[TEXTO DE REFERENCIA]
“Chile es una república unitaria”, nos enseñaban en las clases de Educación Cívica en la escuela. “Unitaria” suena ciertamente mejor que lo que la estructura político-administrativa realmente es: centralizada. Éste, como muchos supuestos que los chilenos aceptamos mansamente por generaciones, la rebelión ciudadana en Aysén está hoy echando por tierra. Y a todo eso debemos decir ¡enhorabuena!
Naturalmente la centralización de las instituciones del Estado no se da así porque sí, factores económicos, de pugna de poderes y predominio de unos sectores sociales y regionales sobre otros llegan a determinar la estructura que resulta más funcional a los intereses en juego. Cuando se produjo el proceso independentista, Chile, como otros países de la región, se vio confrontado también a la disyuntiva entre adoptar una forma federal o unitaria, aunque la alternativa federalista en verdad nunca llegó a concretarse por la simple razón que los polos regionales capaces de desafiar el predominio de Santiago no eran suficientemente fuertes. Concepción fue uno en esos comienzos. Luego en 1828 el líder liberal José Miguel Infante llegó a dictar una constitución federal. La contrarrevolución conservadora de José Joaquín Prieto y la acción de Diego Portales finalmente dieron su golpe de gracia a los intentos federalistas, imponiendo la constitución de 1833 de claro sello centralizador. Aunque más tarde en el mismo siglo 19 hubo desafíos al predominio santiaguino principalmente de Copiapó que llegaría a ser un importante centro de actividad minera, la centralización se impuso sin mayor contrapeso hasta nuestros días.

[CONJUNTO DE DATOS]
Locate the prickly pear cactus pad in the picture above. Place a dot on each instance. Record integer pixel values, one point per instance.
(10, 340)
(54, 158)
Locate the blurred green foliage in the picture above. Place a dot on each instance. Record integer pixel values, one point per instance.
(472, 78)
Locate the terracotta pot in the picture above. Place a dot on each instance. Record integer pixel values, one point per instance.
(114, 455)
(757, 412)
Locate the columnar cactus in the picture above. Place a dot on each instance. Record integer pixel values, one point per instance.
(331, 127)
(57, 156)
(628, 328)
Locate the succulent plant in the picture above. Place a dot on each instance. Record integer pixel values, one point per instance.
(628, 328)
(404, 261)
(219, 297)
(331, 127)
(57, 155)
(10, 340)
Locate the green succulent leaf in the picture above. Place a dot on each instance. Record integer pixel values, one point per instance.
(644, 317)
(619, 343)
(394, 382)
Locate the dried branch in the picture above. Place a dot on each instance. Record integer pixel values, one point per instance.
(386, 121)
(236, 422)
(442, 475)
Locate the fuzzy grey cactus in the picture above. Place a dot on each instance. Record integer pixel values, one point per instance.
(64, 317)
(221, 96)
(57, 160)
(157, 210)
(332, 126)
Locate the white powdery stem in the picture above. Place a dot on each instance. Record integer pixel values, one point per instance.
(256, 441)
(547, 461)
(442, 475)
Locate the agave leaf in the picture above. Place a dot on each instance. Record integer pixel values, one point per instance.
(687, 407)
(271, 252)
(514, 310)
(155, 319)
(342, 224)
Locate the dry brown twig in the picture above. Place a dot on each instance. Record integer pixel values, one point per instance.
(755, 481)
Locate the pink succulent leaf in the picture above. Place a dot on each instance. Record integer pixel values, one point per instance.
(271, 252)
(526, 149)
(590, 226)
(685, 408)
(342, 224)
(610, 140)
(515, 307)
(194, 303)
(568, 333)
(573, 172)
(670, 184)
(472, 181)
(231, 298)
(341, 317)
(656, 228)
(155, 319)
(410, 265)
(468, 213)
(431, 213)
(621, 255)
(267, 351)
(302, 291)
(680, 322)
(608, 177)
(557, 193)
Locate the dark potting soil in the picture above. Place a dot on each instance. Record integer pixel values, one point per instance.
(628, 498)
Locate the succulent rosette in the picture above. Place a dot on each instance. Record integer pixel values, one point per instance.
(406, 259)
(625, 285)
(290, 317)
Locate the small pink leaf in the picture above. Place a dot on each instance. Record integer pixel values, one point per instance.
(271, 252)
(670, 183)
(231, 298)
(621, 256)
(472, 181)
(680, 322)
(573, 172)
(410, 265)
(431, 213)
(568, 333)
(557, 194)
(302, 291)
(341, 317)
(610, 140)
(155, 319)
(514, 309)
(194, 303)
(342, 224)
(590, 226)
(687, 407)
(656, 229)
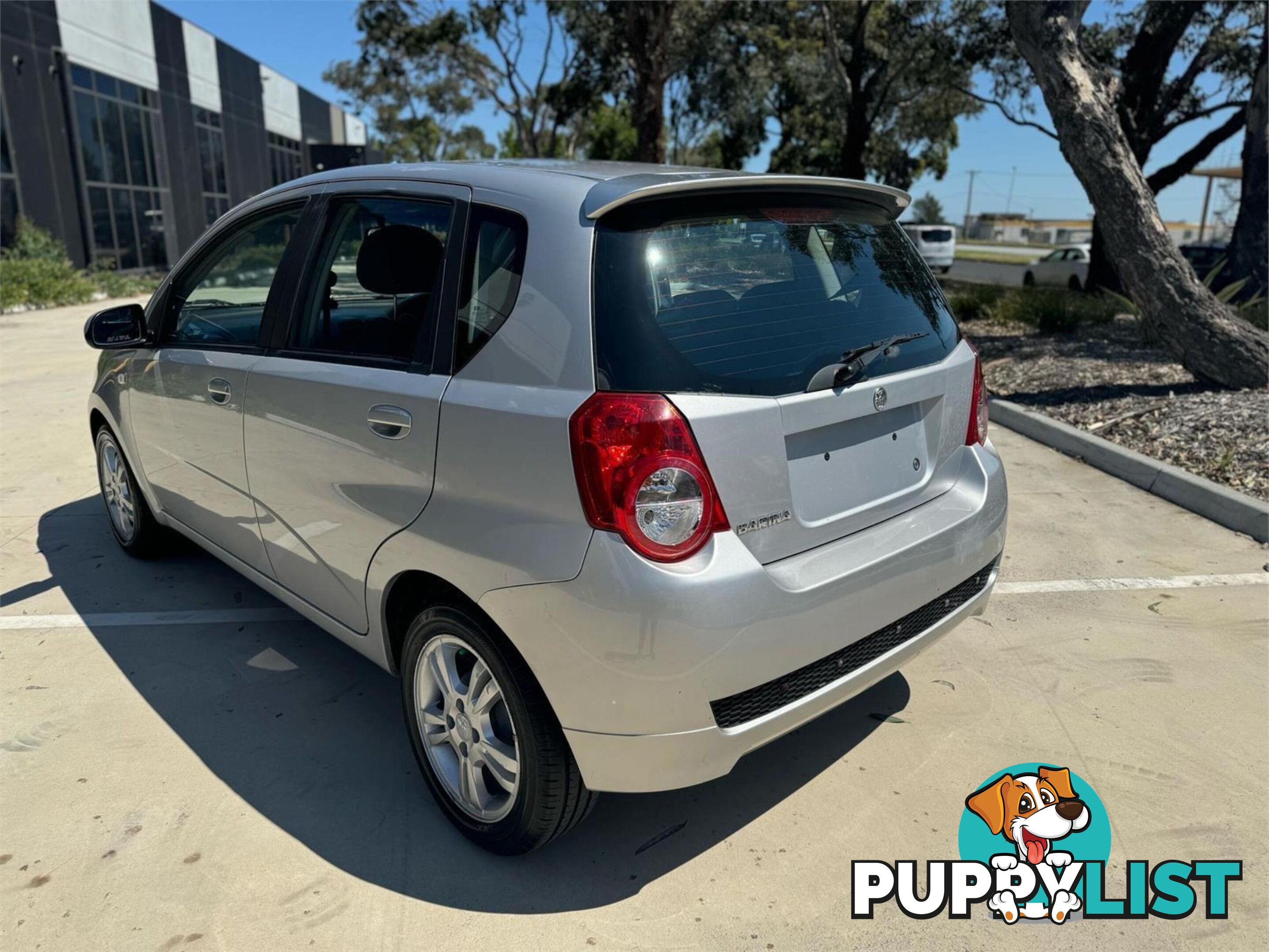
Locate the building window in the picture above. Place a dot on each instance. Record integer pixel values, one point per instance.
(286, 160)
(211, 150)
(116, 126)
(9, 201)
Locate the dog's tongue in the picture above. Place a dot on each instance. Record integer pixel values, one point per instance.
(1035, 851)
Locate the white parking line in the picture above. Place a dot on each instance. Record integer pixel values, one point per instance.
(240, 616)
(1169, 582)
(115, 620)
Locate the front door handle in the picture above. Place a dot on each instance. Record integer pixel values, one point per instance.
(219, 389)
(389, 422)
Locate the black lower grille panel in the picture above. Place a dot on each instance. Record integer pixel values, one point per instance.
(755, 703)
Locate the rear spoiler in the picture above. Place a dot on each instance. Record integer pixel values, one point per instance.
(613, 193)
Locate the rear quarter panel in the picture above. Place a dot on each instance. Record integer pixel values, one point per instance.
(504, 509)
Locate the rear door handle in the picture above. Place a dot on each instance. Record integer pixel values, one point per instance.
(220, 390)
(389, 422)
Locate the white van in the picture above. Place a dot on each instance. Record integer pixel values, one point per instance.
(936, 243)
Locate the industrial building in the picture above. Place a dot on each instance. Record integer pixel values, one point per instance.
(127, 130)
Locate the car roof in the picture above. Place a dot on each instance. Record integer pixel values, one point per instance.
(603, 187)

[OBJETIVO 1] Según el texto sobre la centralización chilena, ¿quién llegó a dictar una constitución federal en 1828?
[OBJETIVO 2] Prosiga el texto sobre la centralización chilena a partir de su última oración.

[RESULTADO 1] El líder liberal José Miguel Infante.

[RESULTADO 2]
La cuestión sobre si el Estado debería ser federal o unitario fue motivo de sangrientos enfrentamientos civiles en la vecina Argentina en cambio. Al final el sistema federal fue adoptado en aquel país, como también en Brasil, México y otros pocos países latinoamericanos, aunque en los hechos esos estados terminaron siendo también tremendamente centralizados y su ciudad capital monopolizando el poder económico y político. Argentina es un buen ejemplo de ello, Raúl Scalabrini Ortiz en su Historia de los ferrocarriles argentinos, explica como la red ferroviaria fue construida de manera de converger sobre la capital dejando incomunicadas a provincias vecinas en función del modelo exportador de granos y carnes desde el interior a través de la metrópolis porteña.
El centralismo en la estructura política latinoamericana también respondía a condicionantes sociales, el centralismo de Lima por ejemplo, reflejaba el contraste de la costa—preferentemente blanca o mestiza—versus la sierra indígena. El centralismo de Buenos Aires retrataba la dicotomía entre la ciudad-puerto, blanca, mirando a Europa, mientras daba sus espaldas al interior mestizo e indígena.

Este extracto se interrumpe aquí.